EXERCISE AIM. Return the count of lines in the following records that include "find", and nothing more.

(Point localization data)
----------
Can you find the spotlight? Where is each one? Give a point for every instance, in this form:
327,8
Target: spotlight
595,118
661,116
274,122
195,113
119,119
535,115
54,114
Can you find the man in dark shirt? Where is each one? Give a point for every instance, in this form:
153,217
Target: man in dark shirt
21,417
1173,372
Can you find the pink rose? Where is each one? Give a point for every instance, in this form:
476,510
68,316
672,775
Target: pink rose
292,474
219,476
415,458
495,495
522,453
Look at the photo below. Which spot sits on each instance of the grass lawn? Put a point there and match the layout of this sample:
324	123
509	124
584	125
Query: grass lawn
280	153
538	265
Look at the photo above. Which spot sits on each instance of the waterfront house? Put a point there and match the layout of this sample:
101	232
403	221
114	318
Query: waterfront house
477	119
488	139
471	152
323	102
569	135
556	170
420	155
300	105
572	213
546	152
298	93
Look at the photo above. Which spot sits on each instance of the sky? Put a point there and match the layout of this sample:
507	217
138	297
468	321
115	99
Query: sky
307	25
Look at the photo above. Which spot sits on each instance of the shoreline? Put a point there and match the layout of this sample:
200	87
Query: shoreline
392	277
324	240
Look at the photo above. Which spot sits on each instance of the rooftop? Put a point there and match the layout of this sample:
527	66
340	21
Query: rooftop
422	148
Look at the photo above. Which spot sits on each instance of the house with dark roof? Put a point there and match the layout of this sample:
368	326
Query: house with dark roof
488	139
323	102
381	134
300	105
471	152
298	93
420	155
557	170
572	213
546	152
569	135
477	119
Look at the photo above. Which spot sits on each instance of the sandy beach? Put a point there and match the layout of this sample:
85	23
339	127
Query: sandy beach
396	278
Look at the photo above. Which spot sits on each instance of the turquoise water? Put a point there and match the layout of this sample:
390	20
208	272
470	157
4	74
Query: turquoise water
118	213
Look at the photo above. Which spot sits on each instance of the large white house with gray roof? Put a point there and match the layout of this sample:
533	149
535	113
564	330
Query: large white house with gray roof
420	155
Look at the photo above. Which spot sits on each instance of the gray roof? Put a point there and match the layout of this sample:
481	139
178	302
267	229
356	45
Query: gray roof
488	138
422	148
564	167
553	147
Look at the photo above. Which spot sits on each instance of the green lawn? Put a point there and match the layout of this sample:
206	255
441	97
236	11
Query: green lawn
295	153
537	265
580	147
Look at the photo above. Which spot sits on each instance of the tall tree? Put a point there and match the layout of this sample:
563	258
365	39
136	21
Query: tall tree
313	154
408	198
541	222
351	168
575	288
----------
TASK RESPONSE. 3